DIRECTIONS: Below are records; count the lines that hold the string "region" and give only the count.

(EXERCISE DATA Opens)

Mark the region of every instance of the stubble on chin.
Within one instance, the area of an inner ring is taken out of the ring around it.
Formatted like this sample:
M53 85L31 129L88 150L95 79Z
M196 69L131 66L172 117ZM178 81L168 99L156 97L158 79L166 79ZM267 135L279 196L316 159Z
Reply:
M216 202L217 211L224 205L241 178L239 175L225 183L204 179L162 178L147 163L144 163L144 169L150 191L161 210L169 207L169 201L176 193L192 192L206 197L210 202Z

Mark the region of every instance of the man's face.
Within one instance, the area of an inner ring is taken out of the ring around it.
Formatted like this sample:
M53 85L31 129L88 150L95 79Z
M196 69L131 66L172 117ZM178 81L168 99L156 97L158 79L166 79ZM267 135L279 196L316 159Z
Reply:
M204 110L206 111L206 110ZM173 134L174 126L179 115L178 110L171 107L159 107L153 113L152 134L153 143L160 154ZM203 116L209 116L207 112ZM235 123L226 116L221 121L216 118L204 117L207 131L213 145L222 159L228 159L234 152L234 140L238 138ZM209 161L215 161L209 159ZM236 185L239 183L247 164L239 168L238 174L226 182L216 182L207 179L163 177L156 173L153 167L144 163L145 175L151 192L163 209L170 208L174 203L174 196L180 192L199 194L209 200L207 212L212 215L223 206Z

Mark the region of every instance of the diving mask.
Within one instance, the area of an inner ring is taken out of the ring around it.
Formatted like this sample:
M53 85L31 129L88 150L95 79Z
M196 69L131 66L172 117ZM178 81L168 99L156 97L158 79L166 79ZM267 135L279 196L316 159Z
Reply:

(EXERCISE DATA Closes)

REPLY TO THE TASK: 3